Pick out each line in the listing below that contains the word "sweater", and copy those lines.
━━ DATA LISTING ━━
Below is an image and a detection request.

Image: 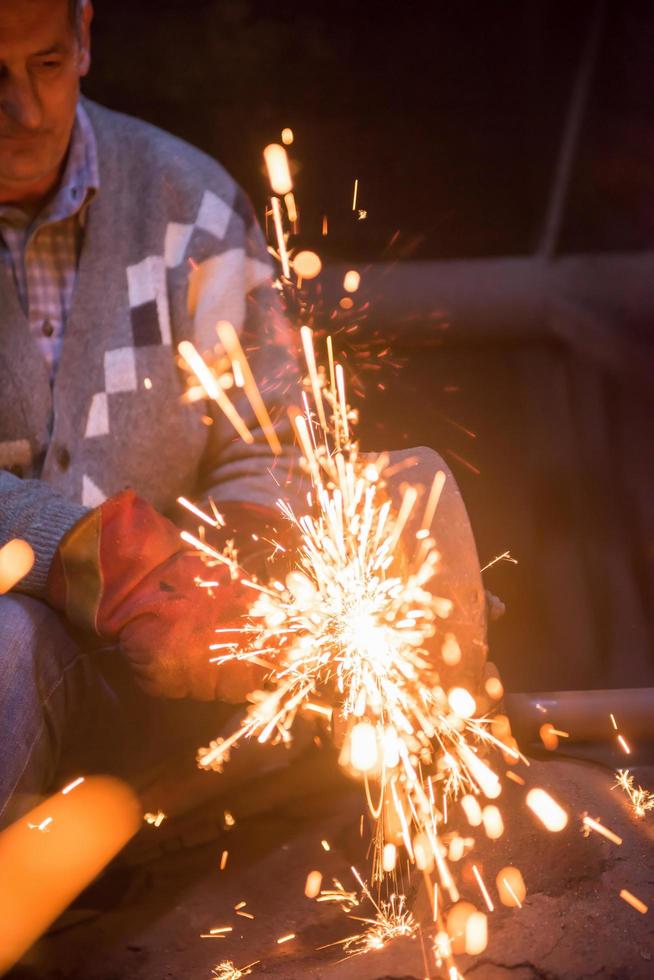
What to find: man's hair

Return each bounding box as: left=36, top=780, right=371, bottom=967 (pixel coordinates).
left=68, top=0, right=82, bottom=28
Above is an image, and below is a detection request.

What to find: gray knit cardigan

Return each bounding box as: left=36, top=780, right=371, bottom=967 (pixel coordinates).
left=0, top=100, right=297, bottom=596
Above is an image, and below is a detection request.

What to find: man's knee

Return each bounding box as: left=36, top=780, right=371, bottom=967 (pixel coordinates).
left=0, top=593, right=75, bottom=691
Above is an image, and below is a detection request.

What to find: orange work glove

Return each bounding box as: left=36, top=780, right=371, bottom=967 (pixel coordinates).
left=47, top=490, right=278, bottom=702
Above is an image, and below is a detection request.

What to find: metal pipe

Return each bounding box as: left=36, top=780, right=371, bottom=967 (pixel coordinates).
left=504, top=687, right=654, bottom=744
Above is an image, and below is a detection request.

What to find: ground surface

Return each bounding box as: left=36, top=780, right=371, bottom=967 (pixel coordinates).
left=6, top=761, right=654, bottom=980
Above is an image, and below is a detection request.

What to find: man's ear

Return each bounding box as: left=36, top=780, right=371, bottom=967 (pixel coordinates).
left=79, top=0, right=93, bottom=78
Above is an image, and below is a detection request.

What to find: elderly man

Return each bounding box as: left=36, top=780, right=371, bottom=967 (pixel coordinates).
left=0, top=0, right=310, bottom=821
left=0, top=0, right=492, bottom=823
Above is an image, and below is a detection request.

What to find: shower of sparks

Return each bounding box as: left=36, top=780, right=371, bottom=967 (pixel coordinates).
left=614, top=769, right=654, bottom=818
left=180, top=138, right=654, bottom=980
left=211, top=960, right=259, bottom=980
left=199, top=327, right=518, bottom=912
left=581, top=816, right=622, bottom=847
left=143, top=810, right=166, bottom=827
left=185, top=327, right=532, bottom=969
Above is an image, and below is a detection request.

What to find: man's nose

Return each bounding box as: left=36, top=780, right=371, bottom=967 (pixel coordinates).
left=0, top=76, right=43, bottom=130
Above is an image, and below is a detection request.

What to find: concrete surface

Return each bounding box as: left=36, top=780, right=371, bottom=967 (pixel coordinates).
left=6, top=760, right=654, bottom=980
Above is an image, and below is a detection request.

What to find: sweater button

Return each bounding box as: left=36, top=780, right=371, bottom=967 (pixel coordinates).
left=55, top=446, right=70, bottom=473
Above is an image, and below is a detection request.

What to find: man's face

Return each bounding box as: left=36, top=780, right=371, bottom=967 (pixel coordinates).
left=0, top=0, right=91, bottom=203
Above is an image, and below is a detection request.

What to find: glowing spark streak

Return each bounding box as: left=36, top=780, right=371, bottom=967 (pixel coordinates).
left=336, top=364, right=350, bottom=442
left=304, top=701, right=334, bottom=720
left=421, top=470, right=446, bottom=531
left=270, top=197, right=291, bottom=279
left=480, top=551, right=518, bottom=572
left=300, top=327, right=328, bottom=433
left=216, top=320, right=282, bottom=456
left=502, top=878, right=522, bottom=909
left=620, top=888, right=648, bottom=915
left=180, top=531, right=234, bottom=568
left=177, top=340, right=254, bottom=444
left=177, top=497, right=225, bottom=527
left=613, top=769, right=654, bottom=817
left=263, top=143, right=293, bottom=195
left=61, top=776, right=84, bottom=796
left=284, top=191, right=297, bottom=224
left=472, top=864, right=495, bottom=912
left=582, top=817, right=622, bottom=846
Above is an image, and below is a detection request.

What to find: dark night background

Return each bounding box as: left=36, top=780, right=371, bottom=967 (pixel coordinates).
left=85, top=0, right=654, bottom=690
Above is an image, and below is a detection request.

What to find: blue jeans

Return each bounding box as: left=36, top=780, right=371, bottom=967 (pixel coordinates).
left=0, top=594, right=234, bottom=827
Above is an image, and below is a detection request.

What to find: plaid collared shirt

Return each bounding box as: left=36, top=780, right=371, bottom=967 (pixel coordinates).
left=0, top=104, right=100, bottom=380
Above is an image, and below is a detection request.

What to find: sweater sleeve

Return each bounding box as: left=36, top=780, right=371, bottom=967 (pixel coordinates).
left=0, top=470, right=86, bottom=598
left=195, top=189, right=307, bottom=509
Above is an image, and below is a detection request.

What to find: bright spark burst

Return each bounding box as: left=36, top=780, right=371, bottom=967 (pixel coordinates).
━━━
[COMPLETE RESPONSE]
What to find: sweater button
What to find: sweater sleeve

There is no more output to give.